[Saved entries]
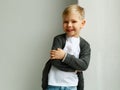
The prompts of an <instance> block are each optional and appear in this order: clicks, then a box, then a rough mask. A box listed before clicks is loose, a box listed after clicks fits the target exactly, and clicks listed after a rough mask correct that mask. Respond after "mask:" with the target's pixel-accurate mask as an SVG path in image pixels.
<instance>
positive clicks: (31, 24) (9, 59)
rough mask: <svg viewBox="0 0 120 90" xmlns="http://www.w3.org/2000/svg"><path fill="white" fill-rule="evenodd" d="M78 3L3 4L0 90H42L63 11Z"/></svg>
mask: <svg viewBox="0 0 120 90" xmlns="http://www.w3.org/2000/svg"><path fill="white" fill-rule="evenodd" d="M71 3H77V0H47V1H46V0H0V90H42V89H41V75H42V69H43V67H44V64H45V62H46V61H47V60H48V58H49V50H50V48H51V44H52V40H53V37H54V35H56V34H59V33H61V32H62V17H61V14H62V11H63V9H64V8H65V6H66V5H68V4H71Z"/></svg>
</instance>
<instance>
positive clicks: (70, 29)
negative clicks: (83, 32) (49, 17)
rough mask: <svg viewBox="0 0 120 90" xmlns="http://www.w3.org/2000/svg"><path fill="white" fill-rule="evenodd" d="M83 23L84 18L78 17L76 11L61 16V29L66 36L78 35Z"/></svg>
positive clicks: (77, 35)
mask: <svg viewBox="0 0 120 90" xmlns="http://www.w3.org/2000/svg"><path fill="white" fill-rule="evenodd" d="M84 25H85V20H84V19H80V15H79V14H78V13H77V12H74V13H71V14H69V15H66V16H63V29H64V32H65V33H66V34H67V36H70V37H78V36H79V35H80V30H81V29H82V28H83V26H84Z"/></svg>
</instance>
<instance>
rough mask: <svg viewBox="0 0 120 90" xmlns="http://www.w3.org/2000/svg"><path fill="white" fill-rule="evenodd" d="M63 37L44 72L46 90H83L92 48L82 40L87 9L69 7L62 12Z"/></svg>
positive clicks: (44, 83)
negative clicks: (85, 71) (85, 17)
mask: <svg viewBox="0 0 120 90" xmlns="http://www.w3.org/2000/svg"><path fill="white" fill-rule="evenodd" d="M62 18H63V29H64V32H65V33H64V34H60V35H57V36H56V37H55V38H54V40H53V45H52V50H51V52H50V60H48V62H47V63H46V66H45V68H44V70H43V77H42V88H43V90H83V89H84V81H83V72H82V71H84V70H86V69H87V67H88V65H89V61H90V52H91V50H90V45H89V43H88V42H87V41H86V40H84V39H83V38H81V37H80V30H81V29H82V28H83V27H84V25H85V22H86V21H85V18H84V8H82V7H80V6H79V5H76V4H74V5H70V6H68V7H67V8H65V10H64V11H63V14H62Z"/></svg>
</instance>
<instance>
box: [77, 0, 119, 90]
mask: <svg viewBox="0 0 120 90" xmlns="http://www.w3.org/2000/svg"><path fill="white" fill-rule="evenodd" d="M119 3H120V1H119V0H79V5H82V6H83V7H85V10H86V19H87V24H86V27H85V28H84V29H83V31H82V36H83V37H85V38H86V39H87V40H88V41H89V42H90V44H91V49H92V56H91V62H90V66H89V68H88V70H87V71H86V72H85V90H119V89H120V78H119V76H120V70H119V67H120V40H119V38H120V35H119V34H120V17H119V16H120V10H119V9H120V6H119Z"/></svg>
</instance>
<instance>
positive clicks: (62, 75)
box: [48, 37, 80, 86]
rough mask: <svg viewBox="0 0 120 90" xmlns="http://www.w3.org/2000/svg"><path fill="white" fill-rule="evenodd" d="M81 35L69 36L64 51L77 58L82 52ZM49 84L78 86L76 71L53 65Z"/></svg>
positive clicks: (51, 70)
mask: <svg viewBox="0 0 120 90" xmlns="http://www.w3.org/2000/svg"><path fill="white" fill-rule="evenodd" d="M79 45H80V37H78V38H76V37H67V40H66V44H65V47H64V49H63V50H64V51H65V52H66V53H69V54H71V55H74V56H75V57H76V58H79V54H80V46H79ZM48 85H53V86H77V85H78V77H77V74H76V72H65V71H61V70H59V69H57V68H56V67H54V66H52V67H51V69H50V72H49V75H48Z"/></svg>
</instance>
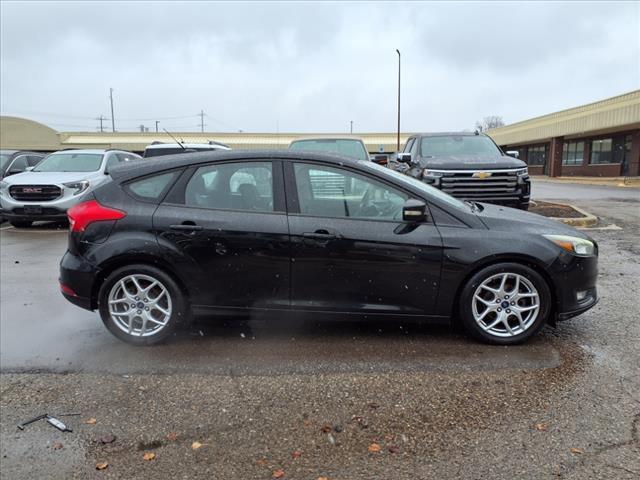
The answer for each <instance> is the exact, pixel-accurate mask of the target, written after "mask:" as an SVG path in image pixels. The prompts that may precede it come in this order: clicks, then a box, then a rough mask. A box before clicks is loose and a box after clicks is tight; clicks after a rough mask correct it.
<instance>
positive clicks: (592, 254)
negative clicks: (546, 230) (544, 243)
mask: <svg viewBox="0 0 640 480" xmlns="http://www.w3.org/2000/svg"><path fill="white" fill-rule="evenodd" d="M543 237H544V238H546V239H547V240H551V241H552V242H553V243H555V244H556V245H558V246H559V247H560V248H562V249H563V250H566V251H567V252H569V253H573V254H574V255H593V254H594V253H595V250H596V248H595V245H594V244H593V242H590V241H589V240H585V239H584V238H578V237H571V236H569V235H543Z"/></svg>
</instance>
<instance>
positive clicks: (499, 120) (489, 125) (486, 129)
mask: <svg viewBox="0 0 640 480" xmlns="http://www.w3.org/2000/svg"><path fill="white" fill-rule="evenodd" d="M503 126H504V120H502V117H500V116H499V115H489V116H488V117H484V118H483V119H482V120H481V121H478V122H476V130H478V131H480V132H484V131H485V130H489V129H491V128H498V127H503Z"/></svg>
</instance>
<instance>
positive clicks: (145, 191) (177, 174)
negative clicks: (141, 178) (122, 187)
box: [125, 171, 178, 201]
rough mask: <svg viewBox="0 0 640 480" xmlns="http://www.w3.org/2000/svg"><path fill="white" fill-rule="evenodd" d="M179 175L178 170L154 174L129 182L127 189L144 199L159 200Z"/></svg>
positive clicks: (126, 189)
mask: <svg viewBox="0 0 640 480" xmlns="http://www.w3.org/2000/svg"><path fill="white" fill-rule="evenodd" d="M177 176H178V172H176V171H174V172H167V173H161V174H159V175H152V176H150V177H145V178H143V179H141V180H135V181H133V182H131V183H129V184H128V185H127V186H126V187H125V189H126V190H128V191H129V192H131V193H132V194H133V195H134V196H136V197H138V198H140V199H142V200H149V201H158V200H160V199H161V198H162V196H163V194H164V193H165V192H166V191H167V189H168V187H169V186H170V185H171V184H172V183H173V181H174V180H175V179H176V177H177Z"/></svg>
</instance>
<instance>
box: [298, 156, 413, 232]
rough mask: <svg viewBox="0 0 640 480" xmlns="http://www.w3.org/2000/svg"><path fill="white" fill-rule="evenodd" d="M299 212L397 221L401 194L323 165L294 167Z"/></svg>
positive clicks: (304, 214) (373, 181)
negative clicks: (395, 220) (295, 180)
mask: <svg viewBox="0 0 640 480" xmlns="http://www.w3.org/2000/svg"><path fill="white" fill-rule="evenodd" d="M294 171H295V176H296V187H297V192H298V202H299V205H300V213H302V214H304V215H313V216H319V217H337V218H340V217H348V218H369V219H380V220H401V219H402V206H403V205H404V202H405V201H406V200H407V199H408V198H409V197H408V195H406V194H405V193H404V192H401V191H400V190H396V189H395V188H393V187H390V186H388V185H385V184H384V183H381V182H378V181H376V180H373V179H370V178H368V177H366V176H364V175H359V174H357V173H354V172H351V171H348V170H343V169H339V168H333V167H328V166H323V165H311V164H305V163H296V164H295V165H294Z"/></svg>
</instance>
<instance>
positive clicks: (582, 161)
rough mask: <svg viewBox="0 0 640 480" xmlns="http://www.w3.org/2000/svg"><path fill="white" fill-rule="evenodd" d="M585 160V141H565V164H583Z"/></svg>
mask: <svg viewBox="0 0 640 480" xmlns="http://www.w3.org/2000/svg"><path fill="white" fill-rule="evenodd" d="M583 162H584V142H565V143H564V145H563V146H562V164H563V165H582V163H583Z"/></svg>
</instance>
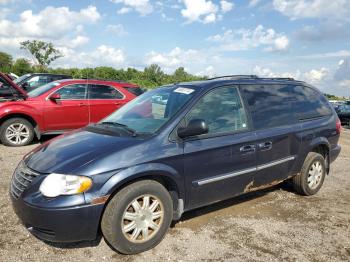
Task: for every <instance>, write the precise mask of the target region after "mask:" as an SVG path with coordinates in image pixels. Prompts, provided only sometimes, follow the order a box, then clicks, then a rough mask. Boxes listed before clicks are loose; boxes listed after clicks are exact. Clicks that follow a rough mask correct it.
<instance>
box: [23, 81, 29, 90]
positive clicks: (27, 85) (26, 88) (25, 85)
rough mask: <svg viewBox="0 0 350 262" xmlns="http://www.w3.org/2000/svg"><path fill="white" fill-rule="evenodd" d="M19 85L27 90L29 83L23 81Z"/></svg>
mask: <svg viewBox="0 0 350 262" xmlns="http://www.w3.org/2000/svg"><path fill="white" fill-rule="evenodd" d="M21 87H22V88H23V89H24V90H27V89H28V87H29V84H28V83H27V82H24V83H23V84H22V85H21Z"/></svg>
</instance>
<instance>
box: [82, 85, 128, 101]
mask: <svg viewBox="0 0 350 262" xmlns="http://www.w3.org/2000/svg"><path fill="white" fill-rule="evenodd" d="M123 97H124V95H123V94H122V93H120V92H119V91H118V90H117V89H116V88H114V87H111V86H106V85H89V99H122V98H123Z"/></svg>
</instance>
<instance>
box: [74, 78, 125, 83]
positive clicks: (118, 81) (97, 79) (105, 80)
mask: <svg viewBox="0 0 350 262" xmlns="http://www.w3.org/2000/svg"><path fill="white" fill-rule="evenodd" d="M80 79H86V80H101V81H109V82H116V83H126V81H123V80H116V79H106V78H96V77H81V78H80Z"/></svg>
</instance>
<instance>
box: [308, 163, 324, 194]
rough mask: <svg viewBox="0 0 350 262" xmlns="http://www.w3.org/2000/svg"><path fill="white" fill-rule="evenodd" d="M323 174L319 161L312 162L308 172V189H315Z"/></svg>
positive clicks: (319, 181) (321, 166)
mask: <svg viewBox="0 0 350 262" xmlns="http://www.w3.org/2000/svg"><path fill="white" fill-rule="evenodd" d="M322 176H323V167H322V164H321V163H320V162H319V161H316V162H314V163H313V164H312V165H311V167H310V169H309V173H308V177H307V183H308V186H309V188H310V189H315V188H317V187H318V185H319V184H320V182H321V180H322Z"/></svg>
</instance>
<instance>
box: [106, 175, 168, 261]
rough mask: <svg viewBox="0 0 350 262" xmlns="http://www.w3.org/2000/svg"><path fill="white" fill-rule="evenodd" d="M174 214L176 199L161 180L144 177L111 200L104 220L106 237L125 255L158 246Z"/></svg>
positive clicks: (131, 253) (116, 247) (136, 253)
mask: <svg viewBox="0 0 350 262" xmlns="http://www.w3.org/2000/svg"><path fill="white" fill-rule="evenodd" d="M172 217H173V202H172V199H171V196H170V195H169V193H168V191H167V190H166V189H165V188H164V187H163V186H162V185H161V184H160V183H158V182H156V181H152V180H143V181H138V182H135V183H133V184H131V185H129V186H127V187H125V188H123V189H122V190H120V191H119V192H118V193H117V194H116V195H115V196H114V197H113V198H112V199H111V201H110V202H109V203H108V205H107V207H106V210H105V212H104V214H103V217H102V221H101V230H102V233H103V236H104V238H105V240H106V241H107V242H108V243H109V244H110V245H111V246H112V247H113V248H114V249H116V250H117V251H119V252H120V253H123V254H137V253H140V252H143V251H146V250H149V249H151V248H153V247H155V246H156V245H157V244H158V243H159V242H160V241H161V240H162V239H163V237H164V236H165V233H166V231H167V230H168V228H169V226H170V223H171V221H172Z"/></svg>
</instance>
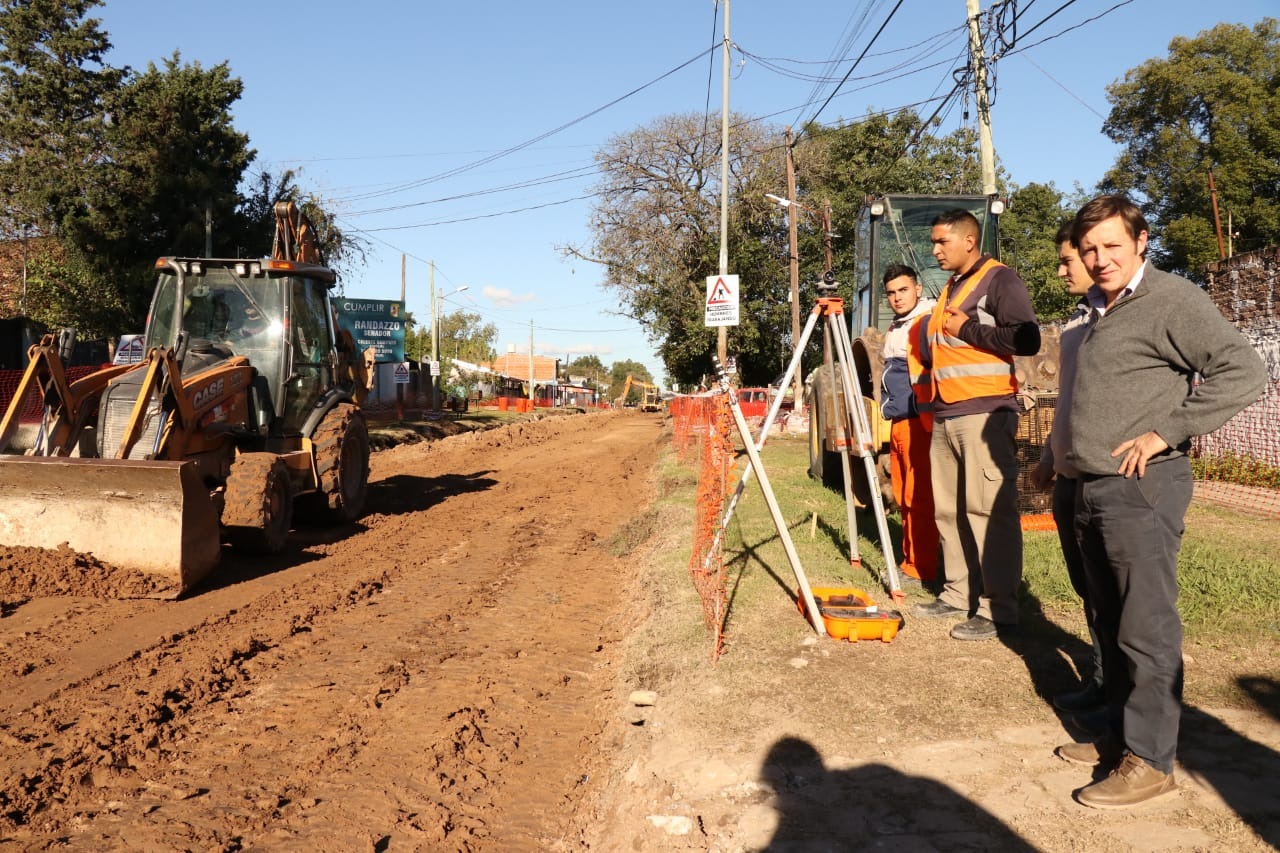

## [Aim of the task]
Transcribe the lines above between the line holding "212L397 221L401 194L323" and the line holding "positive clicks: (582, 161)", inclusive, exactly as they stand and with nothing added.

## [Answer to the problem]
rough mask: <svg viewBox="0 0 640 480" xmlns="http://www.w3.org/2000/svg"><path fill="white" fill-rule="evenodd" d="M299 212L397 221L401 194L323 165L294 167Z"/></svg>
positive clicks: (304, 214) (373, 181)
negative clicks: (395, 220) (295, 180)
mask: <svg viewBox="0 0 640 480" xmlns="http://www.w3.org/2000/svg"><path fill="white" fill-rule="evenodd" d="M294 171H295V176H296V187H297V192H298V202H299V205H300V213H302V214H304V215H313V216H319V217H337V218H340V217H348V218H369V219H380V220H401V219H402V206H403V205H404V202H405V201H406V200H407V199H408V198H409V197H408V195H406V194H405V193H404V192H401V191H400V190H396V189H395V188H393V187H390V186H388V185H385V184H384V183H381V182H378V181H376V180H373V179H370V178H368V177H366V176H364V175H359V174H357V173H354V172H351V171H348V170H343V169H339V168H333V167H328V166H323V165H311V164H305V163H296V164H295V165H294Z"/></svg>
</instance>
<instance>
positive clicks: (582, 161)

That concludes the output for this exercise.